▶ _Exercise directions_
Print, exactly as they appear, only the lines from the line that contains "Can you find the snow-covered" through the end of the listing.

▶ _Listed records_
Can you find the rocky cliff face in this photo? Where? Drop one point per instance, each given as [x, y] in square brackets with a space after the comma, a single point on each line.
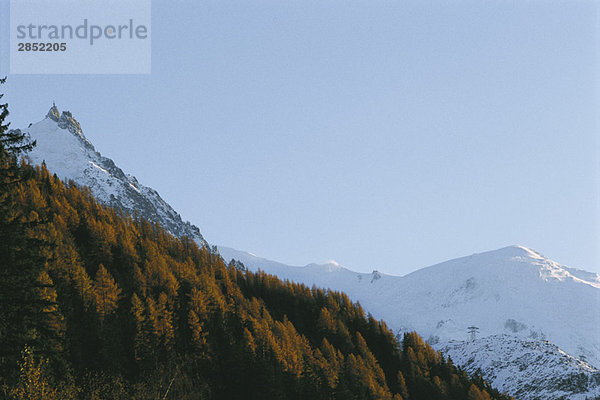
[66, 151]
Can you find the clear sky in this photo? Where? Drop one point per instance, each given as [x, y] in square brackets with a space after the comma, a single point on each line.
[386, 135]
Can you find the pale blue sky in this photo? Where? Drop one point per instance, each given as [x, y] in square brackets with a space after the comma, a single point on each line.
[385, 135]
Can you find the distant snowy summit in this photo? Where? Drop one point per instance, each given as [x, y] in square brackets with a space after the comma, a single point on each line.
[66, 151]
[536, 323]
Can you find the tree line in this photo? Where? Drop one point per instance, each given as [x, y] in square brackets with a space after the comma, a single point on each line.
[97, 304]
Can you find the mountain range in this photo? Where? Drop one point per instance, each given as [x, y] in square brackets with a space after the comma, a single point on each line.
[527, 323]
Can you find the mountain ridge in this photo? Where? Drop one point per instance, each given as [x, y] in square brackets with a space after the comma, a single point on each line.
[62, 145]
[432, 301]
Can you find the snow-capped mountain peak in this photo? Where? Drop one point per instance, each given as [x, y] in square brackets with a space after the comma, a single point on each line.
[518, 300]
[69, 154]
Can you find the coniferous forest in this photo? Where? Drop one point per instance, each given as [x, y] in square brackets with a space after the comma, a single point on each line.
[95, 304]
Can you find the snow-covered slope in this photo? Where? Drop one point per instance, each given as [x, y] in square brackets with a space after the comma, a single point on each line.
[68, 153]
[527, 369]
[538, 321]
[513, 292]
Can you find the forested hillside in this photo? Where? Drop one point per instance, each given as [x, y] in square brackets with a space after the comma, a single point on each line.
[95, 304]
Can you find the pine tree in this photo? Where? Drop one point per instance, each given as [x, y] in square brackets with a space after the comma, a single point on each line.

▶ _Result for this exercise_
Can you find the snow-covered slope in this photo? Where? Drop one point per instance, each given as [x, y] in square brackets with a space after the comma, a single point on each line.
[68, 153]
[527, 369]
[538, 321]
[513, 292]
Can you find the forested hillside in this photo? Where? Drop one point per instance, each given as [x, y] in square brackets with a space after the comma, a single point on each line.
[95, 304]
Can you find the pine tree in this photo? Where? Drop one point per instance, each given as [x, y] in square brackets with a space after the comma, a single point on each line.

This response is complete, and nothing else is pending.